▸ **WHAT YOU SHOULD DO**: Run through the records and show each line that includes the string "leaf".

DATA Start Marker

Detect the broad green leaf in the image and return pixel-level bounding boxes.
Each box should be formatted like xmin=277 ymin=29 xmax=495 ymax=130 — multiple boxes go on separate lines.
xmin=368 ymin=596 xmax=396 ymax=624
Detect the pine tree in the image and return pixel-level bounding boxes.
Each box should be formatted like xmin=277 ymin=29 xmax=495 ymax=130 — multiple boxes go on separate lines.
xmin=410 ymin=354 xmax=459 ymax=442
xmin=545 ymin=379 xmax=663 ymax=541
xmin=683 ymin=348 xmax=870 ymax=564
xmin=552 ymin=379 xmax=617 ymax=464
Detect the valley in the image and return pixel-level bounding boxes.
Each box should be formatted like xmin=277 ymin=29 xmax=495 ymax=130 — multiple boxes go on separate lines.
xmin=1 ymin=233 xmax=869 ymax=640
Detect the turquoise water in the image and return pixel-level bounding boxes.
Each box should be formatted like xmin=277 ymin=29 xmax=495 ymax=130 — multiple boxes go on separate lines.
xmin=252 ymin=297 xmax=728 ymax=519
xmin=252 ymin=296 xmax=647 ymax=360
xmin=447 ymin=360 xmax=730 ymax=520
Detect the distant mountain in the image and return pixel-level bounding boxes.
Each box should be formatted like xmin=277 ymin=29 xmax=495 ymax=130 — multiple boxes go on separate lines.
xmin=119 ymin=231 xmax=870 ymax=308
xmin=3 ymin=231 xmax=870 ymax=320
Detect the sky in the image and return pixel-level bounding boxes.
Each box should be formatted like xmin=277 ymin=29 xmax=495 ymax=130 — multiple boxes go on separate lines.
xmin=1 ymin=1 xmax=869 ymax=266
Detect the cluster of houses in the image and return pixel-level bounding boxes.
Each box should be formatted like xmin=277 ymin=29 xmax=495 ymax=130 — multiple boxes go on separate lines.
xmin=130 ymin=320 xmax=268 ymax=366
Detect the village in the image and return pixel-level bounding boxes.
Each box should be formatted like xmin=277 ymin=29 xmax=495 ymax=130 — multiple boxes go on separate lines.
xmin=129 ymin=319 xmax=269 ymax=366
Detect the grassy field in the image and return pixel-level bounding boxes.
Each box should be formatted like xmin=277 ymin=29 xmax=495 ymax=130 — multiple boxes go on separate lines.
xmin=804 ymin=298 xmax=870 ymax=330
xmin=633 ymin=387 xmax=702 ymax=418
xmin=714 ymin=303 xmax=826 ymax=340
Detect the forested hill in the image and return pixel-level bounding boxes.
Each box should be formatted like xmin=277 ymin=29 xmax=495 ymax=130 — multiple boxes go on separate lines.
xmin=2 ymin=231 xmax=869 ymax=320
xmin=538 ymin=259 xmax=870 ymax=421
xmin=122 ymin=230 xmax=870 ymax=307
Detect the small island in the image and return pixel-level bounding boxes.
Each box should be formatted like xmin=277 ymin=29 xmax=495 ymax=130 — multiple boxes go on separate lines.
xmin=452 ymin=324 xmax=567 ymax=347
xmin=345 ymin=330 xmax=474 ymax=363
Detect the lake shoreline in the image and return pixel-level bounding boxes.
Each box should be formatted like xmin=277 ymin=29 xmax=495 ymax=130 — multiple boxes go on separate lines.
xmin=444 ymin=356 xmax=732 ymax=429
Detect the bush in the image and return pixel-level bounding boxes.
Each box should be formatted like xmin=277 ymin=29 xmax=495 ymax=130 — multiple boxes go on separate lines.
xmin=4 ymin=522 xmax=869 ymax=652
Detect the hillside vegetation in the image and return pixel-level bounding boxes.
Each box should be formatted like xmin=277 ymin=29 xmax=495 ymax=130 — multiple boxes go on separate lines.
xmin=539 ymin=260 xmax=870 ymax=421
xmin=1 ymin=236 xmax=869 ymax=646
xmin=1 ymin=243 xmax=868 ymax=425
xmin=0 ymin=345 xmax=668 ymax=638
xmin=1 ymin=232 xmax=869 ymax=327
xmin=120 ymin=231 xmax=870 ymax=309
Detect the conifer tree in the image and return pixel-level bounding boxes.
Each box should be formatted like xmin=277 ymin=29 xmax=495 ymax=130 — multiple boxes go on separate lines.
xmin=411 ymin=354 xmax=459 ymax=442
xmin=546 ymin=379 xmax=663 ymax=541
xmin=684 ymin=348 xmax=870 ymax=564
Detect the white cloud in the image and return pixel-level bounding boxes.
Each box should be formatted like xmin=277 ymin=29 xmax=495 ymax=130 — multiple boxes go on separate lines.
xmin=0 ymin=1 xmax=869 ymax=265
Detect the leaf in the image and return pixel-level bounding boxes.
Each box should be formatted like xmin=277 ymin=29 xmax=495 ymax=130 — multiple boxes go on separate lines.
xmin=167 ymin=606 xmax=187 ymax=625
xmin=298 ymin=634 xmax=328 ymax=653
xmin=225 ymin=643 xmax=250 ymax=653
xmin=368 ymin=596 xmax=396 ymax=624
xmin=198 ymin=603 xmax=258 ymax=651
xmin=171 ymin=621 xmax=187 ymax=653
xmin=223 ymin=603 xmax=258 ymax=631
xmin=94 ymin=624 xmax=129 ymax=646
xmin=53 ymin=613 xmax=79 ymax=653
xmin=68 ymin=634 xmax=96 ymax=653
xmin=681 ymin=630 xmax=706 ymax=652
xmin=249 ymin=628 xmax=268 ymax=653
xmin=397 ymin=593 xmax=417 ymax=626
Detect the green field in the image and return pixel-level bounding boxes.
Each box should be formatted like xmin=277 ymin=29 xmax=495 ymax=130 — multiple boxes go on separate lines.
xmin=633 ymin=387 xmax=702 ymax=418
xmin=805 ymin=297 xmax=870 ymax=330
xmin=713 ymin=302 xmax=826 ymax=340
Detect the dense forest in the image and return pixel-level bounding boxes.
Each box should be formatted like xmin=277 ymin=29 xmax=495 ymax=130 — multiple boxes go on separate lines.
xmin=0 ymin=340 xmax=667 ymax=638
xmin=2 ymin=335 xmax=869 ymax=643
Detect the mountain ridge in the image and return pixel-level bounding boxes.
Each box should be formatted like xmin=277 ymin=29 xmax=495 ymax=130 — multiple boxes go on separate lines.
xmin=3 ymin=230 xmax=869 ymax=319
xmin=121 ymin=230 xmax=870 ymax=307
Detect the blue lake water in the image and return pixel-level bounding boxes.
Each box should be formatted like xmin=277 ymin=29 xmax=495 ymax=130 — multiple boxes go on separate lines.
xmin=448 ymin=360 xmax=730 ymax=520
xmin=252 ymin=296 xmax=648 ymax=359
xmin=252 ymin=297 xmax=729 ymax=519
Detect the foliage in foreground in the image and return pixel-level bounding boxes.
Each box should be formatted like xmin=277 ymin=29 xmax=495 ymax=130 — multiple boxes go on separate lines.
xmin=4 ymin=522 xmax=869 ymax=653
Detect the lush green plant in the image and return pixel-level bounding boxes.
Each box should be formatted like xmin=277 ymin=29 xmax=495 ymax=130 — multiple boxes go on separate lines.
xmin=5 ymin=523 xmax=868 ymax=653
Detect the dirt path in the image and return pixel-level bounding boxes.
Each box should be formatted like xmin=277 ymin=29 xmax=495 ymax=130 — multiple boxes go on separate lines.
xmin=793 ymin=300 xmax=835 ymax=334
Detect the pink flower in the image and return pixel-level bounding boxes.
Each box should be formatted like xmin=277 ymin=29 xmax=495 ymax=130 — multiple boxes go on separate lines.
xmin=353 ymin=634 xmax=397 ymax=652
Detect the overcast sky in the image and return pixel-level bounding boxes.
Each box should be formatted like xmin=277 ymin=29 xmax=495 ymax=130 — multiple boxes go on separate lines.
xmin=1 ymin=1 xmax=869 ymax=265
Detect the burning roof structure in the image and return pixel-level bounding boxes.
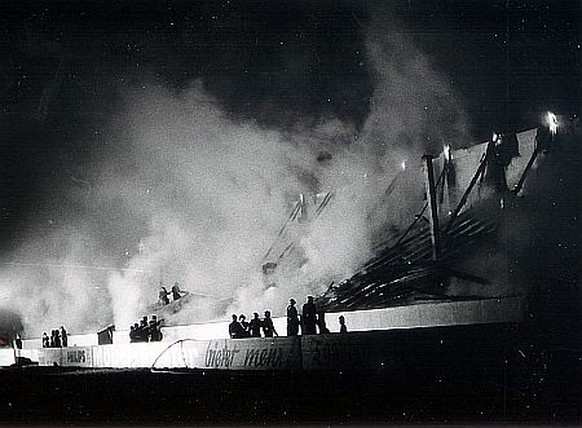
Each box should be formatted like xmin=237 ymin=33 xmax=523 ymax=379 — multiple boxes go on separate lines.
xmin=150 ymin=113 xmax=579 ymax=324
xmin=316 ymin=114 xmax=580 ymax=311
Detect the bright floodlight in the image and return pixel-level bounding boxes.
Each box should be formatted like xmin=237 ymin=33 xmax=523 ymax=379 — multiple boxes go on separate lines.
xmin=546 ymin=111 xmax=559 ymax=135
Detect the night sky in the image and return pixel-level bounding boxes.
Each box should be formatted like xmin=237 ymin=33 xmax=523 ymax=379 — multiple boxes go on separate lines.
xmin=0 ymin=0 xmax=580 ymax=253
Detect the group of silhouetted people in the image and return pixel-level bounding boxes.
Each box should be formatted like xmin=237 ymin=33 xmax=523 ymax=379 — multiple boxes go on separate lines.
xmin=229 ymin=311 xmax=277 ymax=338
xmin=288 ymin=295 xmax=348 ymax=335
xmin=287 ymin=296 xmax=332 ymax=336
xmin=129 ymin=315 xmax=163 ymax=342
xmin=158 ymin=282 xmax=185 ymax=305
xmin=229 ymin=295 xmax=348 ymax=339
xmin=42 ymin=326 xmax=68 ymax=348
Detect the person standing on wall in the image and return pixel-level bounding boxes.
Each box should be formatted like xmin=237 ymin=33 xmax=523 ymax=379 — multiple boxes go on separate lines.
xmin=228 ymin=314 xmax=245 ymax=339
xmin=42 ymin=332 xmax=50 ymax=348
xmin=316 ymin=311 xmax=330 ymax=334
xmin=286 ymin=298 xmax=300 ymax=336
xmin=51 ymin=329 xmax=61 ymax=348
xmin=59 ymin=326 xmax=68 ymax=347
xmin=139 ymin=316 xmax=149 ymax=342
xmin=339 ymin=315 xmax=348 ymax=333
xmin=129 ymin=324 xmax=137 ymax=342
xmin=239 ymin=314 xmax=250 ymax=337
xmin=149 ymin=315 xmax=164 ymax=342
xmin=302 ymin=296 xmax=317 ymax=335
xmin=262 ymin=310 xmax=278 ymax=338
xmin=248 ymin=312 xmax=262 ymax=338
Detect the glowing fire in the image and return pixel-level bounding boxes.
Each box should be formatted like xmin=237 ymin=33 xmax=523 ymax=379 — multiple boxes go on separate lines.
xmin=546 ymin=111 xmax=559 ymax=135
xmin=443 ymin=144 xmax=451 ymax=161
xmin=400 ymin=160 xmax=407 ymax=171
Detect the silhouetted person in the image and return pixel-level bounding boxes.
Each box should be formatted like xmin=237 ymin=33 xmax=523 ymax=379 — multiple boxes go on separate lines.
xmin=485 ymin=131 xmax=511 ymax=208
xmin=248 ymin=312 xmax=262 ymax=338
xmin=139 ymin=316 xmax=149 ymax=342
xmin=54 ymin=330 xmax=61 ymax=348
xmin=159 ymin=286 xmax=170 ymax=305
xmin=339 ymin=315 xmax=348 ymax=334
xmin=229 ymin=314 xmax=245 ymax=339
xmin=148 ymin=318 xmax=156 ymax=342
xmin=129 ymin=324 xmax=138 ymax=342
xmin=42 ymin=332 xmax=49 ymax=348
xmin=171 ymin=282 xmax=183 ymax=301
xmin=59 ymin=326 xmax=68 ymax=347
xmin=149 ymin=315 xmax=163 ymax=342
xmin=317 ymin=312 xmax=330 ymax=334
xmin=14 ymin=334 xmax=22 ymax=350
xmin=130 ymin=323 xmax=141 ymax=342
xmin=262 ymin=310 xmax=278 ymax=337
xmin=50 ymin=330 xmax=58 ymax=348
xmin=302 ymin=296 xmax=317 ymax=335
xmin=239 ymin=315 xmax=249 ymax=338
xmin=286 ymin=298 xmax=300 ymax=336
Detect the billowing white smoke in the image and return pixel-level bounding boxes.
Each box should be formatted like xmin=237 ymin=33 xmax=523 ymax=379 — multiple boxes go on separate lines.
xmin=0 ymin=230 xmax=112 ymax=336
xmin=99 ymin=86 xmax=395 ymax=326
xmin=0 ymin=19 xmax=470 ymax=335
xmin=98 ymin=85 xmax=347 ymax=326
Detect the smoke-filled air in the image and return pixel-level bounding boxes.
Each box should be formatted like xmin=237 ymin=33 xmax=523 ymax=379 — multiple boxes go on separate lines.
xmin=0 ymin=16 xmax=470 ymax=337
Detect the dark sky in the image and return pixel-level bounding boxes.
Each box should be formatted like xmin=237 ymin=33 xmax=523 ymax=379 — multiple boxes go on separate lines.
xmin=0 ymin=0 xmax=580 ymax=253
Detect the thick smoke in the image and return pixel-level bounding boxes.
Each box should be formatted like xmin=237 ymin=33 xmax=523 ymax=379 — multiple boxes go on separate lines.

DATA End Marker

▸ **OUTPUT OF THE EXERCISE**:
Detect the broad green leaf in the image and return pixel-level bounding boxes.
Detect the leaf in the image and return pixel-level bounding boxes.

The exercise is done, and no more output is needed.